● JOB: Copy these rows word for word, without the pictures.

● PROVIDED RECORDS:
--*--

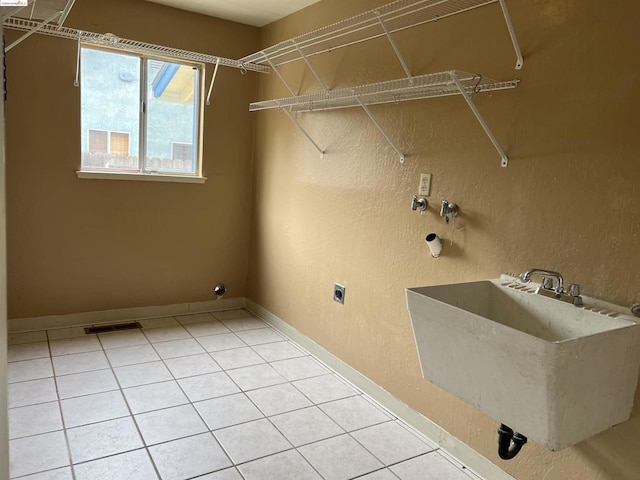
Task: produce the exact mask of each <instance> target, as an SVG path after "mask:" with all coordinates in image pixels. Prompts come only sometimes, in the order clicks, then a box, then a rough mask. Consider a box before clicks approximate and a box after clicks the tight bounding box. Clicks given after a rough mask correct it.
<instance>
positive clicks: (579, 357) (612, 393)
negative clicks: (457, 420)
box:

--*--

● ANSWER FOR THIS EXERCISE:
Task: produce the exact mask of each <instance> target, as an SVG path after "mask:" with all coordinates in image pixels. Prompts come only sometimes, in the order clicks, then a box, then a rough mask. Consider a box before clicks approximate and a box after clicks the tight bounding box. Clicks given after a rough mask correct it.
<instance>
positive clicks: (579, 357) (612, 393)
negative clicks: (457, 420)
box:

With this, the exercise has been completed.